**ISTRUZIONI E REQUISITI**
Per favore, riscrivi il materiale a partire dalla riga che contiene "[point] yellow fabric", inclusa, e proseguendo fino alla fine, richieste comprese. Sposta di 49 le coordinate dei punti nelle risposte, sommando 49 a ciascun numero.

**DATI ESTRATTI**
***
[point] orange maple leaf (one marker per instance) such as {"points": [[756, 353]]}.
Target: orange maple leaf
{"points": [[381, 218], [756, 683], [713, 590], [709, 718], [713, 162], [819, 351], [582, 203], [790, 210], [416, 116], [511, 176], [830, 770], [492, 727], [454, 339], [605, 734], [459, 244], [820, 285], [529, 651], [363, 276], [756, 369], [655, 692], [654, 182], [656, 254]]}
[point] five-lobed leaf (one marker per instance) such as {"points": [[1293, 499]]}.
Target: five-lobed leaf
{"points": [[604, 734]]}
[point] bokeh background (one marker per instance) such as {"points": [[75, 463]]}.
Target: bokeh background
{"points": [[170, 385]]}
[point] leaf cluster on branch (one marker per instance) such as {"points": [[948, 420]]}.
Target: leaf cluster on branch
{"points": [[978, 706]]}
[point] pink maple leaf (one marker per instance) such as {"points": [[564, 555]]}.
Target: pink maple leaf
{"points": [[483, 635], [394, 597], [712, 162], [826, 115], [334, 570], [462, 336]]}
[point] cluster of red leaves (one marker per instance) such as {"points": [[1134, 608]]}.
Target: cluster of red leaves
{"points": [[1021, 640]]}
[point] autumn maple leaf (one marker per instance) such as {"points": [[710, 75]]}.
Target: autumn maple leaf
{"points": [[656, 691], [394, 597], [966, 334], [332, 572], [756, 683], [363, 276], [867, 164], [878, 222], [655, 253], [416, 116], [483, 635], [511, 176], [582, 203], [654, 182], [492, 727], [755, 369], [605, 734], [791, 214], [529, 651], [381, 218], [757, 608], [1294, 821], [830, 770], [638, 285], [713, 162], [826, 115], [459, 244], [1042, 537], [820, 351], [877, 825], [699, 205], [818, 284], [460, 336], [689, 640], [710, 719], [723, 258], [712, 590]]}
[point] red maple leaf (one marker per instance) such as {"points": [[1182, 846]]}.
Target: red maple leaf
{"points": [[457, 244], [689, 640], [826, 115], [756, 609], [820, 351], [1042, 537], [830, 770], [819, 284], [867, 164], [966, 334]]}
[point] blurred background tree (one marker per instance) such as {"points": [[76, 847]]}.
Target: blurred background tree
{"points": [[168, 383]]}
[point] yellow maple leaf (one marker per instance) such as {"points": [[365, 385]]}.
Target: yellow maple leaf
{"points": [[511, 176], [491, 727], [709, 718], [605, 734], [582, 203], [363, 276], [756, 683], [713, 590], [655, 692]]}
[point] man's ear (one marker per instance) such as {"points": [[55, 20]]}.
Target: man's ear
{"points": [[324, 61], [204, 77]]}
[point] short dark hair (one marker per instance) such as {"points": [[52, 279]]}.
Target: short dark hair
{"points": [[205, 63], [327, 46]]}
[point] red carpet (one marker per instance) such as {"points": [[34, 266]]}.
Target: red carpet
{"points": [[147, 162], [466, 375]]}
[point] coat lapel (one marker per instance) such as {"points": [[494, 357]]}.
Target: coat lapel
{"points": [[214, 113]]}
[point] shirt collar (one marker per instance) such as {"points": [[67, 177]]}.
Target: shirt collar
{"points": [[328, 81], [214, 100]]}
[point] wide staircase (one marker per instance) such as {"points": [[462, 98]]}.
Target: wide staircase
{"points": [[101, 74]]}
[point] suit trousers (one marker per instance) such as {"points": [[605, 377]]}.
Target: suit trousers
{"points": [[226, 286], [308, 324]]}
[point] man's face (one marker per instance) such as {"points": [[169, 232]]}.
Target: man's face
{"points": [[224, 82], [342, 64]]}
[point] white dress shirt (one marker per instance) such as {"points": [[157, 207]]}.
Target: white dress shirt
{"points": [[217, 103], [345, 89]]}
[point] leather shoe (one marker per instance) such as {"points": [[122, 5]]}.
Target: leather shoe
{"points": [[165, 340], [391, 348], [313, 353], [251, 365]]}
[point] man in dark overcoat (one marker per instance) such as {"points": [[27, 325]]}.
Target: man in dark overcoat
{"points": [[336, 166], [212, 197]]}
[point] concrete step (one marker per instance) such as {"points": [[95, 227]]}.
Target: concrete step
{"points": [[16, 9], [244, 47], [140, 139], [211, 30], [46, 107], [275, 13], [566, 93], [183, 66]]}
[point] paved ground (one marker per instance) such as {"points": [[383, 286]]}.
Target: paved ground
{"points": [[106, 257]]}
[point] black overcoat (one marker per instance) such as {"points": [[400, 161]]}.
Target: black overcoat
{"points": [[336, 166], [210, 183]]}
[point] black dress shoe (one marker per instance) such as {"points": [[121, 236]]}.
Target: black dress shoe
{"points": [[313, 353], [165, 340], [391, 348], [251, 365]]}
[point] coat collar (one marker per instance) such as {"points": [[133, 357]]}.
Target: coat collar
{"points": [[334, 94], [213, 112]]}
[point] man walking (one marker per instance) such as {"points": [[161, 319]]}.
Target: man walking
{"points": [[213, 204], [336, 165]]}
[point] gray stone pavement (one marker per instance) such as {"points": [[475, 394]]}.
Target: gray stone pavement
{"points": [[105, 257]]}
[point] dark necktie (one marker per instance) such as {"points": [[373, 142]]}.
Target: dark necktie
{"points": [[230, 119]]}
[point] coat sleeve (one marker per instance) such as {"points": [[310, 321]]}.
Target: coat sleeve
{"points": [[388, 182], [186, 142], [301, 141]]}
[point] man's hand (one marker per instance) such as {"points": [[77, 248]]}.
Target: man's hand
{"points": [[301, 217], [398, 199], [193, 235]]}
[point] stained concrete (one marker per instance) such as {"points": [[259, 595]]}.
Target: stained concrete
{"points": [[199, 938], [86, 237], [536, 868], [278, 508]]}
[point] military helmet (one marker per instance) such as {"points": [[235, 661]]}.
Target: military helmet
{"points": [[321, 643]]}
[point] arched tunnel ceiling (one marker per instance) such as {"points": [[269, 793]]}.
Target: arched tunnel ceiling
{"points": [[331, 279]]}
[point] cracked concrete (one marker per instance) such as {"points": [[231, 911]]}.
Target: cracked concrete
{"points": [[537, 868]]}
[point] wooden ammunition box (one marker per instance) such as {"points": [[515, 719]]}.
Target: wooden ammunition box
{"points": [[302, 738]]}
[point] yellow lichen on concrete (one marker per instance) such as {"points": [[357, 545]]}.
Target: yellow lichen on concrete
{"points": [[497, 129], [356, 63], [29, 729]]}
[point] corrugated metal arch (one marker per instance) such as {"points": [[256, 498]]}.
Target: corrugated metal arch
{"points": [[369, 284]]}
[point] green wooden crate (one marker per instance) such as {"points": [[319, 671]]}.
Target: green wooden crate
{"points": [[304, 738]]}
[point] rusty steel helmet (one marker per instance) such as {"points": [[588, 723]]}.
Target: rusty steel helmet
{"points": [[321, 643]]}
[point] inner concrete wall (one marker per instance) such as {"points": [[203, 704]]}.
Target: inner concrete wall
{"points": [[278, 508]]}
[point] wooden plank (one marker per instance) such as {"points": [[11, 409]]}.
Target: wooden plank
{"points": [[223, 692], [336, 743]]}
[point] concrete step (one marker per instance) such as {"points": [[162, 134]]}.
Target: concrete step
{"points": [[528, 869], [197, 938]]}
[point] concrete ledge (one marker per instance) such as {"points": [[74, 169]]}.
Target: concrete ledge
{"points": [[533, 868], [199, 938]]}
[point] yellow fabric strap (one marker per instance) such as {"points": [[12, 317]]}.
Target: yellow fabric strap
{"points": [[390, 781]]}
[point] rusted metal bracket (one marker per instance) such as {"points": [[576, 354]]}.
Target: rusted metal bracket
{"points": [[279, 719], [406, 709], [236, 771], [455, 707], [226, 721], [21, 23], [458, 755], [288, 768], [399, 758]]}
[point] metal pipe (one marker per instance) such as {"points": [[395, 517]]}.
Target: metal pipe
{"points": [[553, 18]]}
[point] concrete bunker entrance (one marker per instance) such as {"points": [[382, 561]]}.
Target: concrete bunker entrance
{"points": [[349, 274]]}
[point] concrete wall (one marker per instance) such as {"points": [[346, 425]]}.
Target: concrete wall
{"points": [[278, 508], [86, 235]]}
***
**LA RISPOSTA**
[point] yellow fabric strap (one marker per instance) such as {"points": [[12, 317]]}.
Target: yellow fabric strap
{"points": [[439, 830]]}
[point] rusted metal bracket (one marker per instance) such as {"points": [[576, 354]]}.
Target: rusted metal bracket
{"points": [[328, 768], [455, 758], [285, 820], [504, 756], [275, 770], [70, 72], [507, 804], [337, 817], [448, 807]]}
[point] metal pipe (one marker per instance) such as {"points": [[395, 517]]}.
Target: metal pipe
{"points": [[602, 67]]}
[point] concrete bunker entrance (one marker per instance) such as {"points": [[382, 561]]}.
Target: concrete bunker entrance
{"points": [[398, 323]]}
[point] concrete wall (one marker per instance) such as {"points": [[346, 425]]}.
Target: concrete wall
{"points": [[327, 557], [135, 284]]}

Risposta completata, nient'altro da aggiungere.